The exercise:
Please pick up the director's statement on the play Women of Lockerbie, shown below ahead of the material, and continue it from its last sentence.

-- begin Extract to read --

Director's Statement

Your wife's struggle with grief is the struggle we all share.  -- Olive, The Women of Lockerbie

Sharing and engaging with others brings healing, and helps us to move on. 

The year 2011-2012 was proclaimed by UM-Flint’s Provost as "The Year of Engagement."  This play demonstrates how engagement with others in times of despair brings wellness and healing.   But what exactly is engagement?   Listening, sharing, and empathizing are actions of engagement.  Listening to the stories of others is engagement.  Telling your story to others is engagement. 

In Women of Lockerbie, the American characters Bill and Madeline move on from isolation in their grief, to a place of healing when they engage and hear the stories of the women of Lockerbie.  Can Bill and Madeline be viewed as "America," selfishly isolated from the suffering of other nations?  Is this play a call for America to engage with the global community?  Does this play call for us to listen to the stories told by others, in order for healing to begin?   Stories shape who we are, and how we perceive others. 

When Qaddafi met his violent end in Fall 2011, we couldn't open a newspaper or turn on our computer screen without seeing the words Lockerbie and PAN AM 103.  The identity of this tiny town has been shaped by the terrorist act that killed hundreds of people.  We hear the name Lockerbie and we immediately think of the crash -- the horror, the tragedy, the grief.  The crash has defined the landscape of the place in the minds of many people around the world.  This notion inspired the scenic designer to create hills to resemble the forms of the Pan Am 103 fuselage.

-- end Extract to read --
-- begin Provided material --

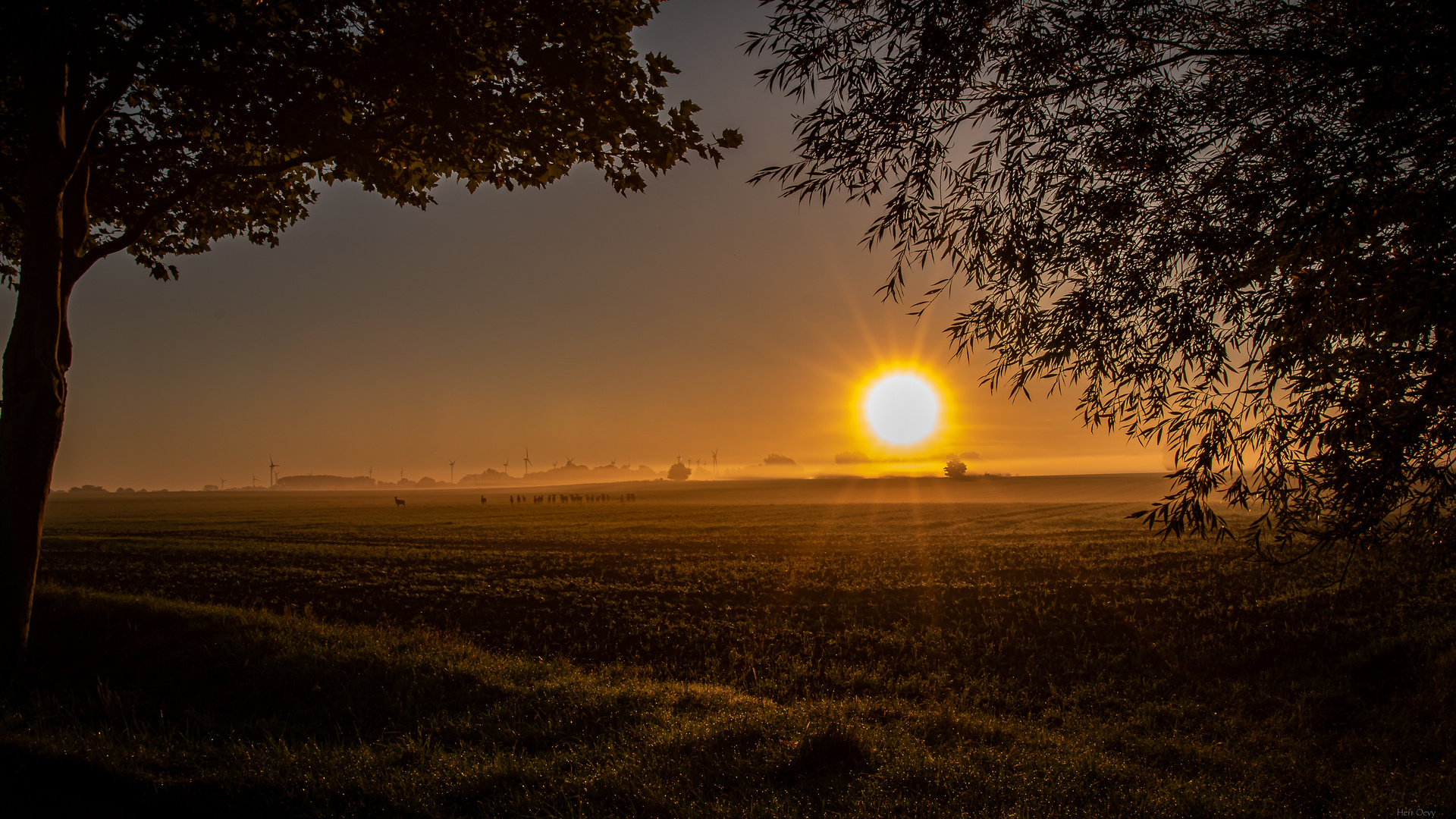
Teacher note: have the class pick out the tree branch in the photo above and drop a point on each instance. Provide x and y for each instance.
(159, 207)
(1055, 91)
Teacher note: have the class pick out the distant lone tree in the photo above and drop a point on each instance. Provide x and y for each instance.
(1229, 224)
(158, 129)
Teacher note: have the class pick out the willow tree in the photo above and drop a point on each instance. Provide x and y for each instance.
(1228, 223)
(155, 129)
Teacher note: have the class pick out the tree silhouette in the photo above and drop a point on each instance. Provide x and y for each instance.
(1229, 224)
(156, 129)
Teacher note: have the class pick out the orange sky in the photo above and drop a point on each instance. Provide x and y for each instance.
(704, 314)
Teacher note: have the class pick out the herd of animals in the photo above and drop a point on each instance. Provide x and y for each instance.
(513, 500)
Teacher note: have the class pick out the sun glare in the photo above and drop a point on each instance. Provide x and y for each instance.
(902, 409)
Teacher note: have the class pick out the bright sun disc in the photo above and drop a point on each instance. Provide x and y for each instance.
(902, 409)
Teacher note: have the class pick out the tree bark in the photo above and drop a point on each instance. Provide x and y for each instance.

-- end Provided material --

Solved exercise:
Our city of Flint has a parallel negative echo:  Flint = violence, blight, crime.  The stories told over and over again burn an identity of Flint's worthlessness and despair in the minds of those living far away as well as those living within and around the city. By sharing stories of people moving on from isolation and despair, such as this play does, the theatre can be a place that enables each of us to do the same.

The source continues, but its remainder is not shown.